→ **Requirement**
Report every line in the entries below that contains the string "flagpole", matching case exactly, and copy each such line in full.
::: Material :::
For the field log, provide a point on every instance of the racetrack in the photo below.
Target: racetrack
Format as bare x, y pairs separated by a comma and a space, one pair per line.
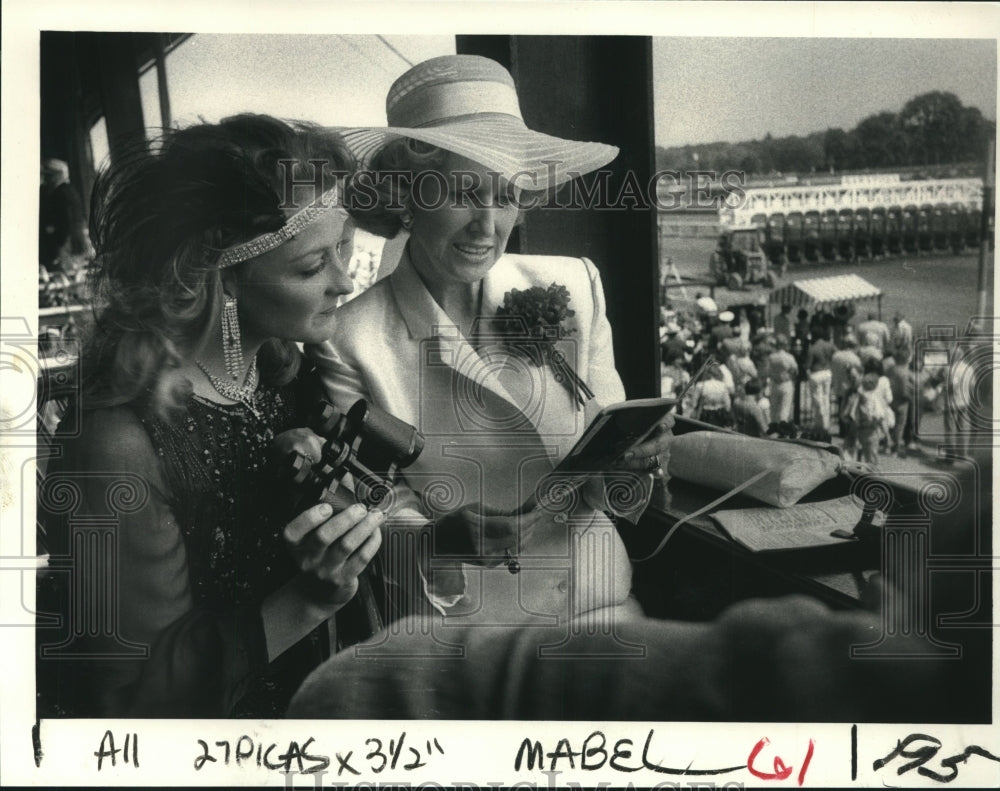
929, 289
:::
::: Material :::
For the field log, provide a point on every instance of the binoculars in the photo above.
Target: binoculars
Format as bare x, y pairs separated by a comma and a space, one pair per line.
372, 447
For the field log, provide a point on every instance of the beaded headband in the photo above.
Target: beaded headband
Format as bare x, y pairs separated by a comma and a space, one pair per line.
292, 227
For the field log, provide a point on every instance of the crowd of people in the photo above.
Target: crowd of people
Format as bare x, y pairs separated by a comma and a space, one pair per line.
:::
::: Material :::
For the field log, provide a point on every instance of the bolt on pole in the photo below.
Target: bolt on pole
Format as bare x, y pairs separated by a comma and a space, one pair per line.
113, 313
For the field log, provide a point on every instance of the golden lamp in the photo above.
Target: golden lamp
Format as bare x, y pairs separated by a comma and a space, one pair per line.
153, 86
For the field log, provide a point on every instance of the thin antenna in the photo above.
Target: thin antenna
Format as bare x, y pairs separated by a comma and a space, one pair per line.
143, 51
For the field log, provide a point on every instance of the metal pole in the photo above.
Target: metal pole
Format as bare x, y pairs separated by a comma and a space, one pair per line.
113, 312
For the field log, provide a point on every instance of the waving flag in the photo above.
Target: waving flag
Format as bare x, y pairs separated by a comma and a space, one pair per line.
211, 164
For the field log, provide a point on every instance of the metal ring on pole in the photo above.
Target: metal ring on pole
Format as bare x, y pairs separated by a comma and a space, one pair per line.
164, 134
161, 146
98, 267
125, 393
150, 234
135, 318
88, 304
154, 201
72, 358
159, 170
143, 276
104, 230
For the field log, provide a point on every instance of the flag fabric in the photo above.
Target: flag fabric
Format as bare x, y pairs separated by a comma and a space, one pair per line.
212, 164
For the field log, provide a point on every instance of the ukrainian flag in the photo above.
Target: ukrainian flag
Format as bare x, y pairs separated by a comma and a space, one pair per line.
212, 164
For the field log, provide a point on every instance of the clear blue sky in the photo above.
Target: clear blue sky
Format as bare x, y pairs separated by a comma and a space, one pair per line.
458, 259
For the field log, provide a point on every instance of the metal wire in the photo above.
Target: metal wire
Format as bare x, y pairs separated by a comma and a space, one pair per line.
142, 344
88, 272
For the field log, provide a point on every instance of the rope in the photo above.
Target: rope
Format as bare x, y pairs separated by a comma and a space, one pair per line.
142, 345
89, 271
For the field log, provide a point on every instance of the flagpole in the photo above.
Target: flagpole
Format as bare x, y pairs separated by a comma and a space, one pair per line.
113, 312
:::
→ **Full answer**
For the field log, provide a point on every instance of the flagpole in the photo above.
Target: flagpole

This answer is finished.